SHORT EXERCISE:
Give back exactly the lines from the one holding "of the street" to the bottom of the material, both included, and nothing more. No pictures.

Point labeling examples:
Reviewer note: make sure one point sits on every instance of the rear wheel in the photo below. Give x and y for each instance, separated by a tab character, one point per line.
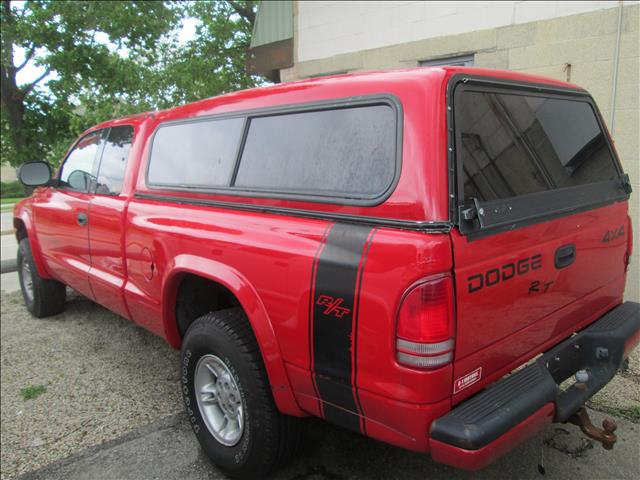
228	397
42	297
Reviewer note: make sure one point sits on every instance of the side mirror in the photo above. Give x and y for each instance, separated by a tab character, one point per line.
34	174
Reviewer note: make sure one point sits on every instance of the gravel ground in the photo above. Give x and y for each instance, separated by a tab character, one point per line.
103	376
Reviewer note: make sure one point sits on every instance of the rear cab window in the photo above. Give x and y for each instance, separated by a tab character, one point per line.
113	161
345	154
523	155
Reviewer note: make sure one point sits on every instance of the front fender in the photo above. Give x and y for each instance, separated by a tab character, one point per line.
22	215
248	297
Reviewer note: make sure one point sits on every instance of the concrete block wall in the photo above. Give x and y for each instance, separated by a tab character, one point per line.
586	41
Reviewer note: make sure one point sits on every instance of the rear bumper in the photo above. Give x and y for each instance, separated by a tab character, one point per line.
513	409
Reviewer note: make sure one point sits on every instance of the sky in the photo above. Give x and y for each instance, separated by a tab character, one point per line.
31	71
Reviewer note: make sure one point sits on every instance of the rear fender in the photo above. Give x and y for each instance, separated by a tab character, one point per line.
237	284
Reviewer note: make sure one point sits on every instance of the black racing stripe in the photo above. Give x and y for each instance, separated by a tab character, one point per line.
355	329
323	239
333	322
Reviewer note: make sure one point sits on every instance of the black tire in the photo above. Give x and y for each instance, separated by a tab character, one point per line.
269	438
48	296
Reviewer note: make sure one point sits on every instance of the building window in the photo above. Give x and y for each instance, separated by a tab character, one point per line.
460	61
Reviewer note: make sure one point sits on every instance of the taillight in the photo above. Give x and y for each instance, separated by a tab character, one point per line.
627	256
424	332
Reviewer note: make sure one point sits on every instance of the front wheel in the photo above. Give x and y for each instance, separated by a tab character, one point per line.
228	397
42	297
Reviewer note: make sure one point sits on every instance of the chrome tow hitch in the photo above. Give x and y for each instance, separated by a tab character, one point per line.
604	435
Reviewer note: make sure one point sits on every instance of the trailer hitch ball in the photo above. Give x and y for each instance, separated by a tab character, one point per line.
605	435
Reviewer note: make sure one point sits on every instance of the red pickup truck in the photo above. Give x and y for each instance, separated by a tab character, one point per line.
422	256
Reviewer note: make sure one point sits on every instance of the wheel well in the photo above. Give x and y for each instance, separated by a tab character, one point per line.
197	296
20	228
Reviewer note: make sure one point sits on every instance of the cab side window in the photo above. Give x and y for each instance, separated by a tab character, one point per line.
77	172
114	160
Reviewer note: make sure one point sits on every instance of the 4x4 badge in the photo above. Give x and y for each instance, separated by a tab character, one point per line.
334	306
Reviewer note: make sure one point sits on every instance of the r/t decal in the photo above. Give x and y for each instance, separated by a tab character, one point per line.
334	306
540	287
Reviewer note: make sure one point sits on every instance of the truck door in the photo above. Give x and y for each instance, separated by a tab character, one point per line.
107	209
62	216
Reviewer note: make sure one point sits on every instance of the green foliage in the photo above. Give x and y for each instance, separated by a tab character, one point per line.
32	391
106	59
11	190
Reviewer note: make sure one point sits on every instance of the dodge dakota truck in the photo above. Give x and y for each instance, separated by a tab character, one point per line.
434	258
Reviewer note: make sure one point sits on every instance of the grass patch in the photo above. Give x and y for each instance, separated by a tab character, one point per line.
32	391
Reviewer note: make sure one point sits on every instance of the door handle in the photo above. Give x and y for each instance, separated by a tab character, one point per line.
82	219
565	256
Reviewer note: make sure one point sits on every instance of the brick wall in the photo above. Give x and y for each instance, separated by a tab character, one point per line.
587	41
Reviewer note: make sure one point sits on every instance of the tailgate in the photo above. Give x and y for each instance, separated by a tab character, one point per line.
542	239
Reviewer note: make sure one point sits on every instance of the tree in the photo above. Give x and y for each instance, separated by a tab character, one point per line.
106	59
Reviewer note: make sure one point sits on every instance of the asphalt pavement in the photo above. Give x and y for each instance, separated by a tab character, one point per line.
8	251
168	450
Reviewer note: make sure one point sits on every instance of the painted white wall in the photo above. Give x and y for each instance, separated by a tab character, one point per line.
328	28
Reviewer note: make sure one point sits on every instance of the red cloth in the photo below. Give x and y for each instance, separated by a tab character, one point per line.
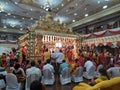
11	56
24	50
69	55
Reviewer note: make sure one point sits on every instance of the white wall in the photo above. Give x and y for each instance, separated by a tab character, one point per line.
5	48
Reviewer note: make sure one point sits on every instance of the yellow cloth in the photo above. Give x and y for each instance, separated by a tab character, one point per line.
100	79
46	56
72	68
113	84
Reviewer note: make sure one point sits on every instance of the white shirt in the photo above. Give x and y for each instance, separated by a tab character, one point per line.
53	57
48	66
59	57
113	72
88	64
33	70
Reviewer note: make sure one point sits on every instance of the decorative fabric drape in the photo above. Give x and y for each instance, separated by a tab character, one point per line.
8	41
99	34
87	36
114	31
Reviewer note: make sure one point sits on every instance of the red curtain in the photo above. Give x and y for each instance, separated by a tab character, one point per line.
87	36
99	34
114	31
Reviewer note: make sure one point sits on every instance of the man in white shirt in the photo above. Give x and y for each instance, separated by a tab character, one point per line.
33	70
88	64
113	71
48	66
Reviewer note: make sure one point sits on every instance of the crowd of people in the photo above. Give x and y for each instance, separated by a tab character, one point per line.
56	61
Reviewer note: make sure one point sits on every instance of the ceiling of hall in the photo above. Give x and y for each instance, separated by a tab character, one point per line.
20	14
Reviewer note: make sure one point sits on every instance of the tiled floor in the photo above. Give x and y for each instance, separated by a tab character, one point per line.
58	86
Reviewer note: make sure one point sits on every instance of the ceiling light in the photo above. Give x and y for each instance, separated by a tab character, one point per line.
14	16
76	4
75	14
1	6
106	0
98	2
73	20
86	15
8	13
104	7
4	27
62	4
31	9
21	29
16	2
67	10
85	9
31	18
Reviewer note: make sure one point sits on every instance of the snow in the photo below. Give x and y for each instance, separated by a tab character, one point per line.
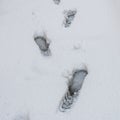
32	84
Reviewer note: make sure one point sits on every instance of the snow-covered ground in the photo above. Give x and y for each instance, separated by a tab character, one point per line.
32	85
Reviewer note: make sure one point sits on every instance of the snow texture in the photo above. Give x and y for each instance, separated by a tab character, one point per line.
69	17
43	44
57	2
31	82
74	87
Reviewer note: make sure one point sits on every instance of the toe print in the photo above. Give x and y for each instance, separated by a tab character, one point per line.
69	17
43	44
74	86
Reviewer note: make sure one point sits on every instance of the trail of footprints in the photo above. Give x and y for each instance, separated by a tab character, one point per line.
78	75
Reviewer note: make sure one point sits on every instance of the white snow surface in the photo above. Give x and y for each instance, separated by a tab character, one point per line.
33	85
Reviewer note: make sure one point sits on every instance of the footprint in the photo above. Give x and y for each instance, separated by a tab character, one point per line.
43	44
69	17
74	86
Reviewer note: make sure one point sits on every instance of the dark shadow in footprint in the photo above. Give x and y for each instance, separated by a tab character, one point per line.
69	17
43	44
57	2
74	86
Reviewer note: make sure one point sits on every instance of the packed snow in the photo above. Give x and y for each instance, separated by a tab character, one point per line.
32	85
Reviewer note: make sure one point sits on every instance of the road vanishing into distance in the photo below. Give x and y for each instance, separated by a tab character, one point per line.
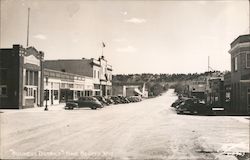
150	129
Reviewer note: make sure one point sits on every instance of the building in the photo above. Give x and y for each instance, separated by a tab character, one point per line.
197	89
240	74
61	86
215	93
127	90
21	77
227	89
99	70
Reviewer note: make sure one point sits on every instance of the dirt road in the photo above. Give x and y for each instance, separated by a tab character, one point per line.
146	130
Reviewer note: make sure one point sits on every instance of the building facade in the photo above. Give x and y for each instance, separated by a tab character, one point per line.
62	86
240	74
99	70
21	77
215	93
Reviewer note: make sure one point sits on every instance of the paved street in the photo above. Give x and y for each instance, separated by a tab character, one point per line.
146	130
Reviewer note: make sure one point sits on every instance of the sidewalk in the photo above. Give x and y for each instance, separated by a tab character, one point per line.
57	107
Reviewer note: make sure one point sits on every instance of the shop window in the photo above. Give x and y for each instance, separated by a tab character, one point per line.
94	73
3	75
235	64
55	94
27	77
248	60
3	90
29	92
248	98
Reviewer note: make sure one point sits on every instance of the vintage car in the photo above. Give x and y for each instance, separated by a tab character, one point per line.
84	102
193	106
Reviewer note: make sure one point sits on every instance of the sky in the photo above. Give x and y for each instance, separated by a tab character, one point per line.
140	36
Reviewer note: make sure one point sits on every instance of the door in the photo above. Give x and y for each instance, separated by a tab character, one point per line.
35	96
52	97
248	99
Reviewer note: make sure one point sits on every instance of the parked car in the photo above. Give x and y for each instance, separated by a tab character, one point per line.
123	99
178	102
193	106
109	101
134	98
102	100
84	102
116	99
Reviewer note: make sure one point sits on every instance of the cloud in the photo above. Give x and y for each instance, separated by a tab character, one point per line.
124	13
40	36
135	20
128	49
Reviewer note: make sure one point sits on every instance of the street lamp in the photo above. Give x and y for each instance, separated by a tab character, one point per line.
46	95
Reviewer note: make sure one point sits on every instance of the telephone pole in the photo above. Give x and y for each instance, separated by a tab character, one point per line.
28	27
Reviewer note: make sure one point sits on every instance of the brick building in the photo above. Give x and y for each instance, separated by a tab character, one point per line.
99	70
240	74
21	77
62	86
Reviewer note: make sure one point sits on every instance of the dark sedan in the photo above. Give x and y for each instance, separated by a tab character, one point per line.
84	102
193	106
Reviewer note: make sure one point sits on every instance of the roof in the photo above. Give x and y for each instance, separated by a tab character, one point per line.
76	66
241	39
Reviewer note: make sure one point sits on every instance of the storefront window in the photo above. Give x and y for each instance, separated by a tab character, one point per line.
55	94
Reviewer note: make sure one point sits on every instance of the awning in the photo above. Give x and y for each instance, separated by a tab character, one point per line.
138	91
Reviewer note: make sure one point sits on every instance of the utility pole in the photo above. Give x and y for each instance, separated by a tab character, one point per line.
208	65
28	26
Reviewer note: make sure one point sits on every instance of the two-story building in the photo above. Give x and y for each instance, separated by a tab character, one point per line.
21	77
240	74
61	86
99	70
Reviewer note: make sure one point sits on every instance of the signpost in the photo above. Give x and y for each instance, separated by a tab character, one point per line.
46	95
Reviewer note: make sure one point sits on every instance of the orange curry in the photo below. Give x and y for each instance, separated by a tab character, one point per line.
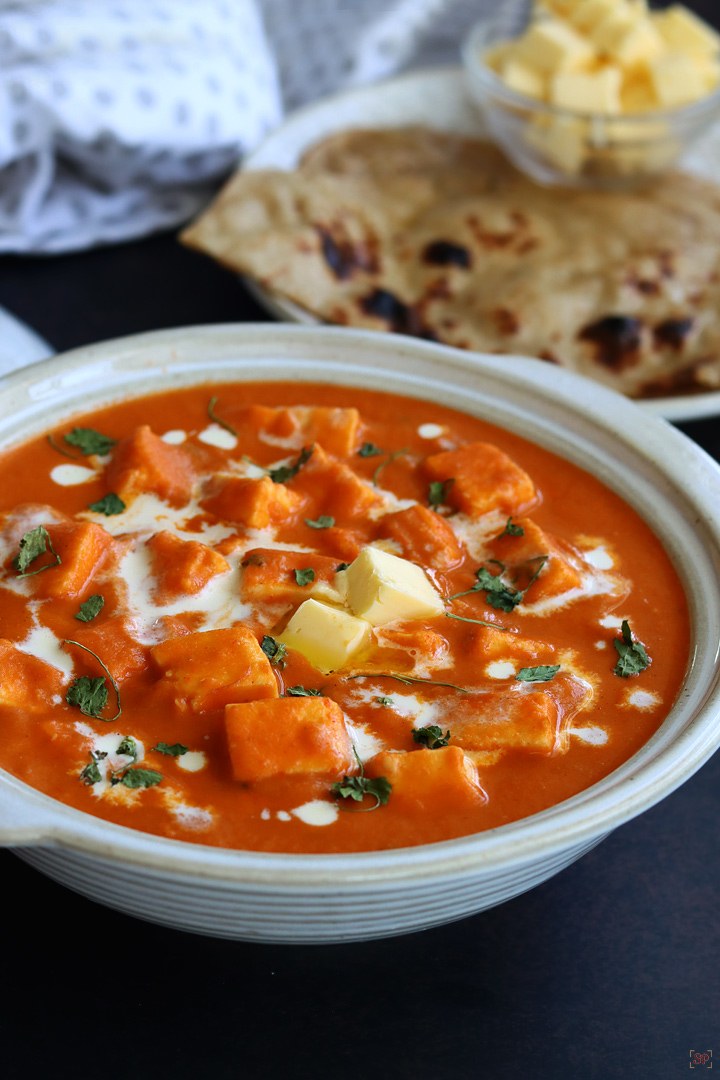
304	618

TASK ANSWER:
Reviewer note: make sure one point sits on every instance of the street lamp in the photo above. Give x and y for each instance, separated by a tab character, one point per line.
46	95
Reviewer note: make sure one point sits on every instance of the telephone pole in the photo above. Give x and y for each instance, separated by a tab character, one point per line.
28	27
Reviewer note: make sure one point sits on every instance of the brick building in the photo above. Give x and y for each instance, separated by a tab character, one point per line.
99	70
240	74
21	77
62	86
Reviewer note: make sure one point sits on every instance of the dark sedan in the photo above. Give x and y for each instance, separated by a tab character, one point per line.
84	102
193	106
Reviewer note: make sure one point sits on every instance of the roof in the photo above. Give x and y for each instance, separated by a tab character, one point per line.
76	66
241	39
Reviewer note: make sure one point sits on every instance of the storefront window in the photo above. Give x and y for each instance, separated by a tab character, one point per line.
55	94
Reviewer note: make sure one point sits on every instance of the awning in the photo above. Give x and y for each instance, separated by a tab character, one point per line.
138	91
Reviewer note: make sure one point sits on every instance of the utility pole in the photo above. Give x and y for each instance, separated by a tab character, one point per line.
208	65
28	26
Reviewer note: make sure one point sits on every instance of the two-story building in the photo above. Give x and y for each instance, separated by a tab character, one point per line.
21	77
240	74
61	86
99	70
Reviewer note: make sure one point sits on every instance of the signpost in the photo above. Give x and y for each instance, separated by a tab character, one point per line.
46	95
Reviewer note: make sure one point sits on every instance of the orange curry in the photo below. Give x and y for each instance, separated by a tab character, one point per line.
304	618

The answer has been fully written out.